This story first aired on our daily show, This Is Nashville. Listen to the entire episode on Bass Street and Fort Negley here.
The Bass Street Baptist Church once stood at the foot of St. Cloud Hill. The surrounding area was settled first by some of the formerly enslaved people who had helped build Fort Negley — the largest inland stone fortification of its era — and defend it against the Confederacy. This became known as the Bass Street neighborhood, Nashville’s first post-Emancipation Black neighborhood.
Today, Bass Street is barely a street at all, a stretch of just a thousand feet or so, and the original church structure is long gone, along with the houses that once stood here. Above, the Adventure Science Center sits on the north face of the hill, and Fort Negley still stands on the south side.
Back in October, a small group gathers at the old church site, including conservationists, historians, some of the archaeologists who had unearthed pieces of the church’s foundation and former residents, like Phillip Minter.
“Growing up, I lived right across the street right there where that pole is,” Minter says. “My grandparents lived up here. We had a double outhouse that everyone on this side of the street had to use that, that bathroom, until they built a house across the street.”
A note about that outhouse: The city didn’t run plumbing or electricity to this area. But that didn’t stop residents from having fun and being kids.
“I played all back up in through there,” Minter says. “That was … my stomping grounds. So that’s where I played at, and this right here was where the church was.”
A church at the center
Minter says the church was the community. His grandfather was a deacon there.
Vernice Scruggs remembers him well.
“He never missed a service,” Scruggs says.
Minter’s grandfather wasn’t just reliable; he was also incredibly strong. He was a double amputee who used a wheelchair, which sounds like it might have been a challenge, given the church sat at the base of one very steep hill. But Scruggs says it was no problem.
“His grandfather, with no legs, would roll down the hill, roll the wheelchair to the foot of the steps, sit on the steps, then scoot himself up the stairs with the wheelchair in one arm,” Scruggs remembers. “He’d go and go, and then he’d get back in the wheelchair.”
Scruggs attended these services nearly every Sunday and remembers what it was like in the early days.
“When the church was first built, it was just a dugout,” Scruggs says. “We had service in the basement for years, up until the early ’40s.”
That’s when the upper part of the church was finally finished. Back then, as Scruggs recalls, the church “was the last thing on the hill beside the fort.”
A lot has changed since then. The church was torn down, though it kept its name through several relocations. (Bass Street Baptist Church is now located on Brick Church Pike, after many years on 12th Avenue South and several temporary locations at various other points.)
——
§ **CHALLENGE 1**: In the listing, take the stretch from the line containing "Which spot sits on each instance of the thin" through the line containing "x=189 y=646", and reproduce every one of those lines, requests included. Add -71 to each coordinate in the answers, leaving the requests and their sample points unchanged.
——
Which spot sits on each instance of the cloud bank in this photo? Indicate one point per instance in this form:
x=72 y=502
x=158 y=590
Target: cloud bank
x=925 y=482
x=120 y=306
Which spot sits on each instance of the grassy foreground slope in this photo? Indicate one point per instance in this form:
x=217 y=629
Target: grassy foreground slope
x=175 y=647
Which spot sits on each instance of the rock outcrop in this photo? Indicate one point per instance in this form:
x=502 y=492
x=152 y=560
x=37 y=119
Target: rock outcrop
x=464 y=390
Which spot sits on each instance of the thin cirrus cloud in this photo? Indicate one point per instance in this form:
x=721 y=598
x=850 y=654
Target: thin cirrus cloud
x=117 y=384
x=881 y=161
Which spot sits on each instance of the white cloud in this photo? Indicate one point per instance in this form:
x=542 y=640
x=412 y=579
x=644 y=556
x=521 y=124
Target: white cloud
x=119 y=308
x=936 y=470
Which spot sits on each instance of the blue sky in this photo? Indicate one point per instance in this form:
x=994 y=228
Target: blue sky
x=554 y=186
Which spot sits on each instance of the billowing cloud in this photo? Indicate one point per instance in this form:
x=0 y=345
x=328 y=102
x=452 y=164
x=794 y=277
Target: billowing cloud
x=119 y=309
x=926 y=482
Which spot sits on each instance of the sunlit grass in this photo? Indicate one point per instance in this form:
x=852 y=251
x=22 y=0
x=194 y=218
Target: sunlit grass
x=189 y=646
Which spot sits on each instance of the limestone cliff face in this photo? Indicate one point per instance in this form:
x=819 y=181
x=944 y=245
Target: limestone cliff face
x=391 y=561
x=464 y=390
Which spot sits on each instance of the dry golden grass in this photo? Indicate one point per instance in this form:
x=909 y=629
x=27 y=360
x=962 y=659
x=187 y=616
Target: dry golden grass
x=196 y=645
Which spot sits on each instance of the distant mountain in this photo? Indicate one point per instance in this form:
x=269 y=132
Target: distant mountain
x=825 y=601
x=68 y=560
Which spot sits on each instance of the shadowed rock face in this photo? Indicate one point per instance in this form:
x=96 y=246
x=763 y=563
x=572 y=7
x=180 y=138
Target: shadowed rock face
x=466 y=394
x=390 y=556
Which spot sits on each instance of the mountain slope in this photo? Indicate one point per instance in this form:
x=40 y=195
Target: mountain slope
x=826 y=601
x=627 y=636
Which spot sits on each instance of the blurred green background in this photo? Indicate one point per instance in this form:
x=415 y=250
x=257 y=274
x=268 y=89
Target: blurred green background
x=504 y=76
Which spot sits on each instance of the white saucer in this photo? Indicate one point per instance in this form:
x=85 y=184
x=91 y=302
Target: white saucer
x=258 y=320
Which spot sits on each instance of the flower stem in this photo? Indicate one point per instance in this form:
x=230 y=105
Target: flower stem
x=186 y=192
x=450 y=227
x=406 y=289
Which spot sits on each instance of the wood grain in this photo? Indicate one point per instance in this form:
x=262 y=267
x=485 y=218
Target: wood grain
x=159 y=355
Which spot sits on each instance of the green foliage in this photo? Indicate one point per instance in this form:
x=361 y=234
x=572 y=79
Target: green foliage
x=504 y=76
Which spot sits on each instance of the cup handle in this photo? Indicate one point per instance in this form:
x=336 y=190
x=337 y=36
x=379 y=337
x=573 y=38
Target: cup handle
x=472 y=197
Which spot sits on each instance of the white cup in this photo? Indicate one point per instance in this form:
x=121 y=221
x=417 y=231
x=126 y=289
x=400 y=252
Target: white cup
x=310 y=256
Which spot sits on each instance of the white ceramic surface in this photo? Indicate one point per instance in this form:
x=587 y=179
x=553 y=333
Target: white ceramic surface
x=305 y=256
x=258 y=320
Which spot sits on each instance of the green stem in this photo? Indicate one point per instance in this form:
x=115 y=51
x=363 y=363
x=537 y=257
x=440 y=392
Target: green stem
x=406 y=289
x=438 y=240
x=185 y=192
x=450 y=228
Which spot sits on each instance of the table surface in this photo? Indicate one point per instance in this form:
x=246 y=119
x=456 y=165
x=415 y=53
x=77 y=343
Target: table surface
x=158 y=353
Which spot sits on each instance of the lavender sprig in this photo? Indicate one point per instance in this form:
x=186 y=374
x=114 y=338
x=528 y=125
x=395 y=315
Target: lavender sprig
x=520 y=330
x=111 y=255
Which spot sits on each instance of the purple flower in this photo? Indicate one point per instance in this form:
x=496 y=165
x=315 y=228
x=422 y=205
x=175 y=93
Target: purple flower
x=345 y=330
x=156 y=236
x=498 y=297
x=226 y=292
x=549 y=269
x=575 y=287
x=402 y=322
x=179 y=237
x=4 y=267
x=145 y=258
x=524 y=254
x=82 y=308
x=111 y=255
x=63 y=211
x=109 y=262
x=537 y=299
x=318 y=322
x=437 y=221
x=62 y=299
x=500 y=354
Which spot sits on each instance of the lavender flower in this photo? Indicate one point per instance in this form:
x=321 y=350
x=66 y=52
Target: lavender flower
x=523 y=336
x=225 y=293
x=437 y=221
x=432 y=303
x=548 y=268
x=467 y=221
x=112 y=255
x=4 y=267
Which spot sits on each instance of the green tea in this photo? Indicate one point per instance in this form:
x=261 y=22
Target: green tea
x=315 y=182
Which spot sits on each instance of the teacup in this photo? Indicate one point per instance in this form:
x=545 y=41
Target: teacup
——
§ **CHALLENGE 2**: In the story about the Bass Street neighborhood, on what road is Bass Street Baptist Church located now?

§ **FINISHED ANSWER 1**:
Which spot sits on each instance of the thin cirrus cloud in this photo? Indicate one point per instance in this form:
x=721 y=598
x=850 y=654
Target: thin cirrus cloud
x=46 y=313
x=810 y=90
Which spot sits on each instance of the white cloud in this photo? Indicate one point per instance in this form:
x=542 y=640
x=412 y=579
x=644 y=556
x=521 y=124
Target: white cloud
x=48 y=237
x=865 y=399
Which spot sits on each instance of the blue sky in this photo? Indicate one point per instance in this form:
x=994 y=228
Target: blue sky
x=483 y=115
Which spot sits on each instance of the billowing cloud in this photo? Indicate one point per instance in this form:
x=0 y=345
x=328 y=102
x=452 y=164
x=794 y=277
Target: billowing cloud
x=48 y=238
x=855 y=411
Which spot sits on each instance of the sunlit grass in this photo? Indicate one point per instance in this form:
x=852 y=251
x=22 y=0
x=194 y=218
Target: sunlit grass
x=118 y=575

§ **FINISHED ANSWER 2**: Brick Church Pike.